┌──
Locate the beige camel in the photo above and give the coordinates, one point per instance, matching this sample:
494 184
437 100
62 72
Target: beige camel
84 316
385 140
└──
Give the records above again, word for word.

> [Reply]:
Locate the beige camel in the photo above and give the coordinates, one point per instance, matching this sample:
494 184
437 100
62 72
Target: beige camel
84 316
385 140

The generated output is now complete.